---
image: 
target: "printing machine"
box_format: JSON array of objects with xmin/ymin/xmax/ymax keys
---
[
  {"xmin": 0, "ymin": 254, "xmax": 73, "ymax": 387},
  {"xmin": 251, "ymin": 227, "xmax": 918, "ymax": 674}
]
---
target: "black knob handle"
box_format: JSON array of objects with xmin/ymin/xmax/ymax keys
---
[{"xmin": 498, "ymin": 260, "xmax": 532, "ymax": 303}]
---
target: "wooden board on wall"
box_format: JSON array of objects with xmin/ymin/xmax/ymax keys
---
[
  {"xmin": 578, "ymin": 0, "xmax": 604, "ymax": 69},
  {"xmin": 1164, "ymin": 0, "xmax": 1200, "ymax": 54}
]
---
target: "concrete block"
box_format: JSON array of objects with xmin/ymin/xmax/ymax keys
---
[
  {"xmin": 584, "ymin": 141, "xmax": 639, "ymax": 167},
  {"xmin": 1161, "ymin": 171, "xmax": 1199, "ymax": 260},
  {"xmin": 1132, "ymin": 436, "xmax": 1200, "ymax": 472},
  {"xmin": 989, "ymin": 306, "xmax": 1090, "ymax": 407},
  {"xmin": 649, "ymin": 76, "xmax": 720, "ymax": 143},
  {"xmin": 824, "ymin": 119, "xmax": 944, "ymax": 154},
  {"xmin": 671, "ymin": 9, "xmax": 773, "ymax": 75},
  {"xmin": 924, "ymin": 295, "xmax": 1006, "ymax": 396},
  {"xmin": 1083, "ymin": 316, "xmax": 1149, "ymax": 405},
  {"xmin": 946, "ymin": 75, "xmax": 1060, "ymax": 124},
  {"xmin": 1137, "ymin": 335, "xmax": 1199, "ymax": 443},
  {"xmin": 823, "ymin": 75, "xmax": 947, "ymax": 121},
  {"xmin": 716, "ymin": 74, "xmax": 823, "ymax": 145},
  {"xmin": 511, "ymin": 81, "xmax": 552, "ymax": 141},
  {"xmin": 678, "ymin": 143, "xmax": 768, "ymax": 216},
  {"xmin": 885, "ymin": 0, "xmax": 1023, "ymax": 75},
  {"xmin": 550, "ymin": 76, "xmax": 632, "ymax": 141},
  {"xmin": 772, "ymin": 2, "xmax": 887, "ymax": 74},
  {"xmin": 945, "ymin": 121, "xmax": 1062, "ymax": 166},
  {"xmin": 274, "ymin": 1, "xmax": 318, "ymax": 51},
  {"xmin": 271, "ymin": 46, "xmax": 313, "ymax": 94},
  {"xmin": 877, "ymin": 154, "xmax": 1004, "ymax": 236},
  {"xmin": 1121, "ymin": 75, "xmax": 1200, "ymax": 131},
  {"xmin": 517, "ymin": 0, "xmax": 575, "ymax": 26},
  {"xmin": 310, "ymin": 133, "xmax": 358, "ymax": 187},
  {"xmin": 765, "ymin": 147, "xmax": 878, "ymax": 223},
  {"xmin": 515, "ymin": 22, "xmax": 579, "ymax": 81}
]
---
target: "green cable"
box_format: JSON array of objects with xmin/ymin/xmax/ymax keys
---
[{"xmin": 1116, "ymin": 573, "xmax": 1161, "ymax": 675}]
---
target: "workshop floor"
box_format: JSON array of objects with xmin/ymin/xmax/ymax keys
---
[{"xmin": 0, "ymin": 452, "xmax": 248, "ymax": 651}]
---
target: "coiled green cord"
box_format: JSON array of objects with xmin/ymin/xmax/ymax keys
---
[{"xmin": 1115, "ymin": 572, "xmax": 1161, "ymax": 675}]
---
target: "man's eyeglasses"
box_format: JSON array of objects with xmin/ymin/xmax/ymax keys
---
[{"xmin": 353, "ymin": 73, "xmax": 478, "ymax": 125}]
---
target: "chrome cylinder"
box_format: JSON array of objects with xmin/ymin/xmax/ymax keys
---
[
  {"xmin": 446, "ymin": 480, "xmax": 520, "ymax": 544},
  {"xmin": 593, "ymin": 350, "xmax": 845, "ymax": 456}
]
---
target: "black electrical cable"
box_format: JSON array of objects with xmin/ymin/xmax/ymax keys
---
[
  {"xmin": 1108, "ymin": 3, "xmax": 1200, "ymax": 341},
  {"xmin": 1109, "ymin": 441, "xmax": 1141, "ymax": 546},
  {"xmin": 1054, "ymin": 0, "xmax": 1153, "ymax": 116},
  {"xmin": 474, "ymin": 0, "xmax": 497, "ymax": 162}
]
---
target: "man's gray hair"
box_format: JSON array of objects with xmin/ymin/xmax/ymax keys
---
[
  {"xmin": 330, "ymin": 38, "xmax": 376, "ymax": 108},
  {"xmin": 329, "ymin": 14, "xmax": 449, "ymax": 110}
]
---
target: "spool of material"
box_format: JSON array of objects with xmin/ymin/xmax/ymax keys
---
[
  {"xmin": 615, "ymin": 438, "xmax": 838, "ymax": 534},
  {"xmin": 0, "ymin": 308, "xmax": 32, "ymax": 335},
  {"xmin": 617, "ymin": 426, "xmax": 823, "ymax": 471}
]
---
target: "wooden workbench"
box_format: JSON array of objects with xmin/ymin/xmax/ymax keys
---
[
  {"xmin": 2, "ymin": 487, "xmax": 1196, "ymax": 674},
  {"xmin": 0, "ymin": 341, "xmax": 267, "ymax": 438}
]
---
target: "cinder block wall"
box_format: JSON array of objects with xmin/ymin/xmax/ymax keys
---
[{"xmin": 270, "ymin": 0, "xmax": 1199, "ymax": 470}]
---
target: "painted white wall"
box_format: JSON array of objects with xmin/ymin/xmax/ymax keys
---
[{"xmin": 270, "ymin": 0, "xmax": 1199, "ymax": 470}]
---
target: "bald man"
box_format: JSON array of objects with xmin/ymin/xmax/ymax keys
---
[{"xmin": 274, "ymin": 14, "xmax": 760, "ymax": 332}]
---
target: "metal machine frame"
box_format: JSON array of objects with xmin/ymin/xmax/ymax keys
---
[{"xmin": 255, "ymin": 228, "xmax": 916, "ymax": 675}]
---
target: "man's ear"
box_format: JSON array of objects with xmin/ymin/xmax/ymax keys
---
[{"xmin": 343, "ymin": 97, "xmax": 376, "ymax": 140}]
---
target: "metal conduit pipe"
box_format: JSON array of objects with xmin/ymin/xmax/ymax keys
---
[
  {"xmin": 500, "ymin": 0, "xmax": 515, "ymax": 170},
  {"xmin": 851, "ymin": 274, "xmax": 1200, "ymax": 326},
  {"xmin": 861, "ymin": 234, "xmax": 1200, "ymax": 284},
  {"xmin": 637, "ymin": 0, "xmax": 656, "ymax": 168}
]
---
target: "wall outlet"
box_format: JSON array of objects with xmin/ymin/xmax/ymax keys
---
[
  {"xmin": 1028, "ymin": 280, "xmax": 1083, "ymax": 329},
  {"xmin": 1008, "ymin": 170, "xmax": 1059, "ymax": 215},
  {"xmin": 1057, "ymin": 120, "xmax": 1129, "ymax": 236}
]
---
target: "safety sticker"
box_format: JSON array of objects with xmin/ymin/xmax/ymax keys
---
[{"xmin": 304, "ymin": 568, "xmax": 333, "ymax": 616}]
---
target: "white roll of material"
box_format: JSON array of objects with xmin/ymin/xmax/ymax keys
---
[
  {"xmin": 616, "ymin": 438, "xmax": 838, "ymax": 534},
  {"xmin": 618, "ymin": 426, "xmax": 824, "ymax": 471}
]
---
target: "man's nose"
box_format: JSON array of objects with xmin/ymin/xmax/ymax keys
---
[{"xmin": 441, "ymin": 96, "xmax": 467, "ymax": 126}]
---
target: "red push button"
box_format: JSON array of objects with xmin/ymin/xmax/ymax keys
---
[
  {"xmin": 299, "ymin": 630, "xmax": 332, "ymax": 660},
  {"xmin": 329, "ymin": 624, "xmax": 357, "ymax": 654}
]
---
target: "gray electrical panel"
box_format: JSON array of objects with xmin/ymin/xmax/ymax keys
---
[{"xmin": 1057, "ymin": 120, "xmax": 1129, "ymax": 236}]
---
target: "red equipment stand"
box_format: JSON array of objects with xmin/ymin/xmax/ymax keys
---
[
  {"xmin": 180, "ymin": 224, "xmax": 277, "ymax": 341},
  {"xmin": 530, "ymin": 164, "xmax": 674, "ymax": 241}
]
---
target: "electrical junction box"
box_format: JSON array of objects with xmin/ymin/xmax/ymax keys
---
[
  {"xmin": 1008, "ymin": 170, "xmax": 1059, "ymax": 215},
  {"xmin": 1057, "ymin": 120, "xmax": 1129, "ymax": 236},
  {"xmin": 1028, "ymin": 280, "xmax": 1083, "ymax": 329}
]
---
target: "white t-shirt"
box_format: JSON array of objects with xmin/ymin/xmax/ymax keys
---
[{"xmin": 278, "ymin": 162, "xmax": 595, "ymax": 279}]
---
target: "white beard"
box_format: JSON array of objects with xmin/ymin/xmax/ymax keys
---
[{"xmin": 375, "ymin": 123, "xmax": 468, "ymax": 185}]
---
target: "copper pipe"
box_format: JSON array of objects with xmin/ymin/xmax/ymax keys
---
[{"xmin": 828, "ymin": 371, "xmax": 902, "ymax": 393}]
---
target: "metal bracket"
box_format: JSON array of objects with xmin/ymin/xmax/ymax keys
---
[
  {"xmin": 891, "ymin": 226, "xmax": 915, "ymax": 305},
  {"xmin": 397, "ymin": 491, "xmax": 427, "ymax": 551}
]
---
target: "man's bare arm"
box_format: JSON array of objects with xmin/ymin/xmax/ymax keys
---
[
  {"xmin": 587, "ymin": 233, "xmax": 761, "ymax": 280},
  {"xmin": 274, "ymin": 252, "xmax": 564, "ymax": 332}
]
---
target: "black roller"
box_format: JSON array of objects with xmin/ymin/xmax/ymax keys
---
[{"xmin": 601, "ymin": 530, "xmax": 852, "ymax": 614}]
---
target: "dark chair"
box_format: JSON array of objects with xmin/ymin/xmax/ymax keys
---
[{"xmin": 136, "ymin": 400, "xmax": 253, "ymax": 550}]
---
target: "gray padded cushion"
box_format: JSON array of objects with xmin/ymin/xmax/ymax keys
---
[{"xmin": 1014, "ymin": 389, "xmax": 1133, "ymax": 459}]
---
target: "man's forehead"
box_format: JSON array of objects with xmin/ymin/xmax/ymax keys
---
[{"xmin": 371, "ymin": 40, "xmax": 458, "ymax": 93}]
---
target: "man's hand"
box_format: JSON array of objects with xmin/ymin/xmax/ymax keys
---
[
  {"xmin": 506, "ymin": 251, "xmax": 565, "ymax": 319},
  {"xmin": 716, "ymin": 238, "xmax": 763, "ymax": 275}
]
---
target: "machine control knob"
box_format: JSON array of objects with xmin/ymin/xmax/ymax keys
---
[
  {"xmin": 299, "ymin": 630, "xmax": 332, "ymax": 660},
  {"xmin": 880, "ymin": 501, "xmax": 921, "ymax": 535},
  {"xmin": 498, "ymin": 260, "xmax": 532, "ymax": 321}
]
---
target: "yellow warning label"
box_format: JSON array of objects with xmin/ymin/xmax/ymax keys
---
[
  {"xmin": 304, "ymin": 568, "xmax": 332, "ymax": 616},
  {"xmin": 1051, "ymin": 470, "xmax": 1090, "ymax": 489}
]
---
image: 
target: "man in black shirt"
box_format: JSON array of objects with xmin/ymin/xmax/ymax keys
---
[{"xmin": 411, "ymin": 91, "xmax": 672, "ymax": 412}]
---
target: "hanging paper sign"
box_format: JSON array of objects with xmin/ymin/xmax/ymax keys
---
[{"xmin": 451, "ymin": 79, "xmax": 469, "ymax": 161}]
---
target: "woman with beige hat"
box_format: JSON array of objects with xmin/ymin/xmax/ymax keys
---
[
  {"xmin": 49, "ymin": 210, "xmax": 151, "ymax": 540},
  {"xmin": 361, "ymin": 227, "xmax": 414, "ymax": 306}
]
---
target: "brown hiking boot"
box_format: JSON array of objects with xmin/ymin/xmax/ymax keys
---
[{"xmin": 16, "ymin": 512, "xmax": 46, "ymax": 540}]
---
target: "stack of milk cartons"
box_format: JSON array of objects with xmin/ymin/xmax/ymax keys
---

--------

# [TASK OBJECTIVE]
Among the lines of the material, find those that hold the word "green" and copy them.

# [SOLUTION FOR THIS TASK]
target: "green cable"
target: "coiled green cord"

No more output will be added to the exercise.